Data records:
^^^^^^^^^^^^^^^^
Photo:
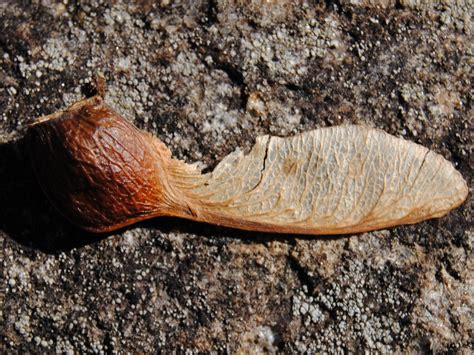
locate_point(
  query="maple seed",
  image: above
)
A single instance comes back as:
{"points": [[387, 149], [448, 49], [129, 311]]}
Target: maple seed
{"points": [[103, 173]]}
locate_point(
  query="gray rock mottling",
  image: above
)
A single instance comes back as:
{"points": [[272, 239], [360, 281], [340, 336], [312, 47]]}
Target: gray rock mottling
{"points": [[207, 77]]}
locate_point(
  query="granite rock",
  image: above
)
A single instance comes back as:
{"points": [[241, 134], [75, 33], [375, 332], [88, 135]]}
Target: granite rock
{"points": [[207, 77]]}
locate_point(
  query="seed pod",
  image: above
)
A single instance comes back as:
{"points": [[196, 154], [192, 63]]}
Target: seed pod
{"points": [[103, 173]]}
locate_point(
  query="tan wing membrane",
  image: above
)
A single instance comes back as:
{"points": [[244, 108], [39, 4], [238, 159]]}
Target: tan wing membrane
{"points": [[103, 173], [333, 180]]}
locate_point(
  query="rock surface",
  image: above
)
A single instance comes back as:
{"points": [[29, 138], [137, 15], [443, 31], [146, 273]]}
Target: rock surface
{"points": [[207, 77]]}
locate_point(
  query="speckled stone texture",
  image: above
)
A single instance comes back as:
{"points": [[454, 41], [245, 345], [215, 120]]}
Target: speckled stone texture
{"points": [[207, 77]]}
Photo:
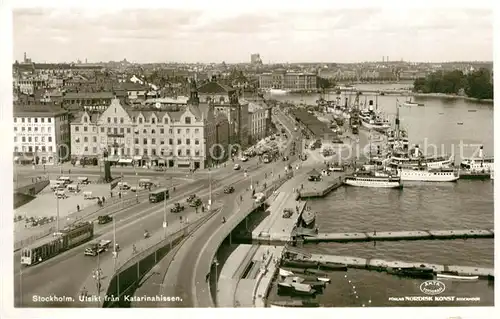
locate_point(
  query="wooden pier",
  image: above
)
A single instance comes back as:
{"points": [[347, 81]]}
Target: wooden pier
{"points": [[383, 265], [395, 235]]}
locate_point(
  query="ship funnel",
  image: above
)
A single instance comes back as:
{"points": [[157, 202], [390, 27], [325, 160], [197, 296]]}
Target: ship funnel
{"points": [[370, 105]]}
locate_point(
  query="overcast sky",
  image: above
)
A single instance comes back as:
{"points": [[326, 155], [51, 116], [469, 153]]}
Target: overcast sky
{"points": [[279, 35]]}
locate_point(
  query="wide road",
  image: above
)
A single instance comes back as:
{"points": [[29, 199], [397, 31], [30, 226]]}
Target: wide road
{"points": [[64, 274], [183, 269]]}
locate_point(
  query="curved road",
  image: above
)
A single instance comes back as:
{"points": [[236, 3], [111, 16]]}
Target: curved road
{"points": [[64, 274], [183, 272]]}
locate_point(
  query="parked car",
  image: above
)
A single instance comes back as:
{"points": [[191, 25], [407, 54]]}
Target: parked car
{"points": [[104, 219], [177, 208], [191, 198], [228, 189], [195, 202]]}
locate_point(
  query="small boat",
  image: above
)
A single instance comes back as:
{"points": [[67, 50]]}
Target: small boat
{"points": [[412, 272], [295, 289], [300, 263], [294, 303], [454, 276], [332, 266], [308, 217]]}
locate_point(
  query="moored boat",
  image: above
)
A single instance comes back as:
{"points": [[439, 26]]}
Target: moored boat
{"points": [[458, 277], [294, 303], [425, 174], [370, 179], [332, 266], [412, 272]]}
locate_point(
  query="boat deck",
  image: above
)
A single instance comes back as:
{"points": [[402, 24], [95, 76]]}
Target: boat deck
{"points": [[380, 264], [400, 235]]}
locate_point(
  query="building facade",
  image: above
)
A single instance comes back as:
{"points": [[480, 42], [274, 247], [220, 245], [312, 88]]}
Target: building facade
{"points": [[41, 134], [288, 81], [145, 137]]}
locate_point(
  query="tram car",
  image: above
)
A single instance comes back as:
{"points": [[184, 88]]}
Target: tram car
{"points": [[50, 246]]}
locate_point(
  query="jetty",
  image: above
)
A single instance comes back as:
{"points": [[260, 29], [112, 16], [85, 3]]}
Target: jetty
{"points": [[320, 188], [306, 236], [384, 265]]}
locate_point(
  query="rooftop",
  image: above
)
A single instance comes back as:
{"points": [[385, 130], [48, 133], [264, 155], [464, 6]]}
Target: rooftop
{"points": [[38, 110]]}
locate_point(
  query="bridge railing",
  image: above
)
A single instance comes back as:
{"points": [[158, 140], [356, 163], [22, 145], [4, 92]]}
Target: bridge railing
{"points": [[129, 274]]}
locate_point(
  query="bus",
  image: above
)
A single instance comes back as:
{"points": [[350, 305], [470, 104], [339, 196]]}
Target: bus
{"points": [[158, 195], [50, 246]]}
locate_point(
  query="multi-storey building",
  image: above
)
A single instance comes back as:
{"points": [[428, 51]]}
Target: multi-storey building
{"points": [[146, 137], [224, 100], [258, 121], [41, 134], [288, 81]]}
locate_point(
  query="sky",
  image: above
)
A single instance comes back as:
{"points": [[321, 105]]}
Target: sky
{"points": [[279, 34]]}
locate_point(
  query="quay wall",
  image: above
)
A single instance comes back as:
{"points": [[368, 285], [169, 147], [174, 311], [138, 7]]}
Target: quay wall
{"points": [[399, 235], [383, 265]]}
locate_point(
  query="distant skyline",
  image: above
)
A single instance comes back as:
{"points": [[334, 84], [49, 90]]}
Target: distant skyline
{"points": [[279, 35]]}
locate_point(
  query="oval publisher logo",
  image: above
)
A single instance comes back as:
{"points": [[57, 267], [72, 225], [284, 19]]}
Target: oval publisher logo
{"points": [[432, 287]]}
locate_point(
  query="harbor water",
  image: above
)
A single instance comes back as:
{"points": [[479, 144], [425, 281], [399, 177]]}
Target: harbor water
{"points": [[466, 204]]}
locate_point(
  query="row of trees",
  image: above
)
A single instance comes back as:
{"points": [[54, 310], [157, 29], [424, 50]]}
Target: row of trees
{"points": [[477, 84]]}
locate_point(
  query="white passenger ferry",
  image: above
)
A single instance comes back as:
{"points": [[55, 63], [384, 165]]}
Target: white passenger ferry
{"points": [[479, 163], [362, 179], [402, 158], [425, 174]]}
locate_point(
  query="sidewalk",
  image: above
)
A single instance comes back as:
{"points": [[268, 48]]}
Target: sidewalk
{"points": [[108, 266], [27, 236]]}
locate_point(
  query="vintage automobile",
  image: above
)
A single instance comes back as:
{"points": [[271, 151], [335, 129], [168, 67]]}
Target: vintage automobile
{"points": [[228, 189], [104, 219], [177, 208]]}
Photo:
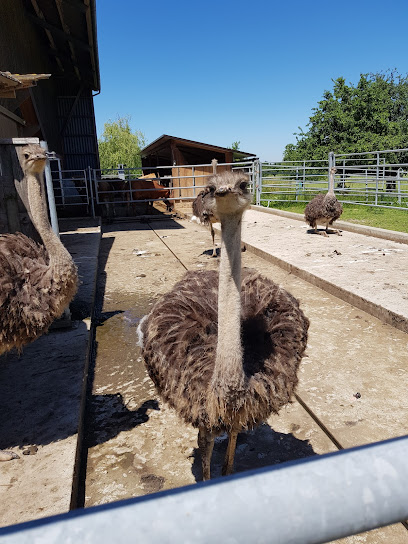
^^^^^^^^^^^^^^^^
■ ABOUT THIS TASK ■
Every line above should be output exactly, except for the pictures.

■ SOLUTION FOR THIS EXERCISE ■
Photo:
locate_point(
  query="maple seed",
  image: above
)
A single instance comes back as:
{"points": [[387, 149], [448, 49], [129, 311]]}
Target: maple seed
{"points": [[103, 173]]}
locate_point(
  query="gray rock mottling",
  image: above
)
A single instance comes back as:
{"points": [[272, 239], [360, 281], [340, 336], [312, 47]]}
Target: gray rock mottling
{"points": [[207, 77]]}
locate_point(
  query="granite rock",
  image: above
)
A single instance comes back as:
{"points": [[241, 134], [75, 33], [375, 332], [88, 135]]}
Target: granite rock
{"points": [[207, 77]]}
locate_point(
  query="seed pod",
  image: above
)
A single instance comes back as:
{"points": [[196, 154], [192, 63]]}
Target: seed pod
{"points": [[103, 173]]}
locate_point(
  query="tan wing membrane",
  image: above
)
A single instance comes back as:
{"points": [[244, 108], [39, 4], [238, 159]]}
Target: tan wing membrane
{"points": [[103, 173], [333, 180]]}
locate_point(
  query="rock surface",
  image: above
)
A single instance comes back as:
{"points": [[29, 138], [137, 15], [443, 31], [146, 273]]}
Target: rock surface
{"points": [[207, 77]]}
locate_point(
  query="speckled stone texture",
  image: above
)
A single instance comes back as:
{"points": [[454, 41], [245, 345], [215, 120]]}
Target: speckled stone texture
{"points": [[207, 77]]}
Photo:
locate_point(
  query="wooden pier",
  image: above
)
A single instance comes back as:
{"points": [[347, 81]]}
Target: wooden pier
{"points": [[383, 265], [395, 235]]}
locate_point(
  query="ship funnel",
  image: above
)
A single instance comes back as:
{"points": [[157, 202], [390, 27], [325, 160], [197, 296]]}
Target: ship funnel
{"points": [[370, 105]]}
locate_point(
  query="overcast sky",
  image: above
)
A single instance comes back as:
{"points": [[326, 155], [51, 116], [469, 153]]}
Target: overcast sky
{"points": [[279, 35]]}
locate_point(
  query="wide road",
  image: above
)
A single instance comes back as:
{"points": [[29, 199], [397, 31], [30, 226]]}
Target: wide road
{"points": [[64, 274], [183, 269]]}
locate_point(
  query="curved road",
  image: above
)
A single instance comes back as:
{"points": [[236, 3], [111, 16]]}
Target: curved road
{"points": [[64, 274], [183, 272]]}
locate_point(
  query="parked car",
  image: above
)
A single instance comes back as:
{"points": [[191, 25], [407, 54]]}
Target: parked car
{"points": [[104, 219], [177, 208], [191, 198], [228, 189], [195, 202]]}
locate_point(
  query="small boat",
  image: above
)
A single instance comes back as:
{"points": [[67, 50]]}
Target: small boat
{"points": [[412, 272], [295, 289], [300, 263], [294, 303], [454, 276], [332, 266], [308, 217]]}
locate_point(
  query="moored boat",
  image: above
)
A single instance comes back as:
{"points": [[439, 26]]}
Target: moored boat
{"points": [[458, 277], [294, 303], [425, 174], [370, 179], [332, 266], [412, 272]]}
locate_point(
  query="boat deck",
  image: above
)
A single instance comes back as:
{"points": [[402, 24], [95, 76]]}
Target: boat deck
{"points": [[380, 264], [400, 235]]}
locate_point(
  query="building facade",
  image: above
)
A single instance comes back as:
{"points": [[480, 42], [274, 247], [220, 245], [312, 88]]}
Target: building facade
{"points": [[41, 134], [288, 81], [145, 137]]}
locate_point(
  query="tram car",
  image: above
)
A single instance comes back as:
{"points": [[184, 88]]}
Target: tram car
{"points": [[50, 246]]}
locate_point(
  query="jetty",
  image: above
)
A single instance comes back as:
{"points": [[260, 29], [112, 16], [85, 3]]}
Target: jetty
{"points": [[320, 188], [306, 236], [384, 265]]}
locate_point(
  query="rooftop",
  image: above
)
A single instance comes back as:
{"points": [[385, 130], [48, 133], [264, 155], [464, 6]]}
Target: rooftop
{"points": [[38, 110]]}
locate_point(
  query="bridge railing",
  image: above
)
A single instance comes back as:
{"points": [[158, 140], [356, 163], [22, 145], [4, 92]]}
Target: bridge railing
{"points": [[129, 274]]}
locate_point(
  query="bus",
  image: above
)
A single instance comes back as:
{"points": [[350, 305], [470, 104], [339, 196]]}
Target: bus
{"points": [[158, 195], [50, 246]]}
locate_point(
  query="multi-storey building",
  image: above
)
A single instance comes back as:
{"points": [[428, 51]]}
Target: multi-storey building
{"points": [[146, 137], [224, 100], [258, 121], [41, 134], [288, 81]]}
locate_point(
  query="sky",
  image: above
)
A single instance comes back as:
{"points": [[321, 105]]}
Target: sky
{"points": [[279, 34]]}
locate_point(
  query="quay wall",
  image: above
)
A single instance comes back as:
{"points": [[368, 285], [169, 147], [174, 311], [138, 7]]}
Target: quay wall
{"points": [[399, 235], [383, 265]]}
locate_point(
  query="distant skyline",
  image: above
)
A single instance comes back as:
{"points": [[334, 84], [49, 90]]}
Target: distant skyline
{"points": [[279, 35]]}
locate_point(
  query="oval publisher logo",
  image: above
)
A single instance comes back as:
{"points": [[57, 267], [72, 225], [284, 19]]}
Target: oval publisher logo
{"points": [[432, 287]]}
locate_point(
  query="harbor water",
  image: above
)
A single instance comes back as:
{"points": [[479, 144], [425, 281], [399, 177]]}
Target: harbor water
{"points": [[466, 204]]}
locate_point(
  query="row of trees",
  image: above
)
A single instance comes back as:
{"points": [[54, 310], [157, 29], [424, 50]]}
Target: row of trees
{"points": [[477, 84]]}
locate_point(
  query="white passenger ferry",
  image: above
)
A single instance comes back as:
{"points": [[55, 63], [384, 165]]}
Target: white passenger ferry
{"points": [[479, 163], [362, 179], [402, 158], [425, 174]]}
locate_point(
  query="sidewalk",
  image: above
)
A single instance comes back as:
{"points": [[268, 48]]}
Target: sidewalk
{"points": [[108, 266], [27, 236]]}
locate_point(
  query="vintage automobile",
  image: above
)
A single instance comes back as:
{"points": [[271, 151], [335, 129], [168, 67]]}
Target: vintage automobile
{"points": [[228, 189], [104, 219], [177, 208]]}
Photo:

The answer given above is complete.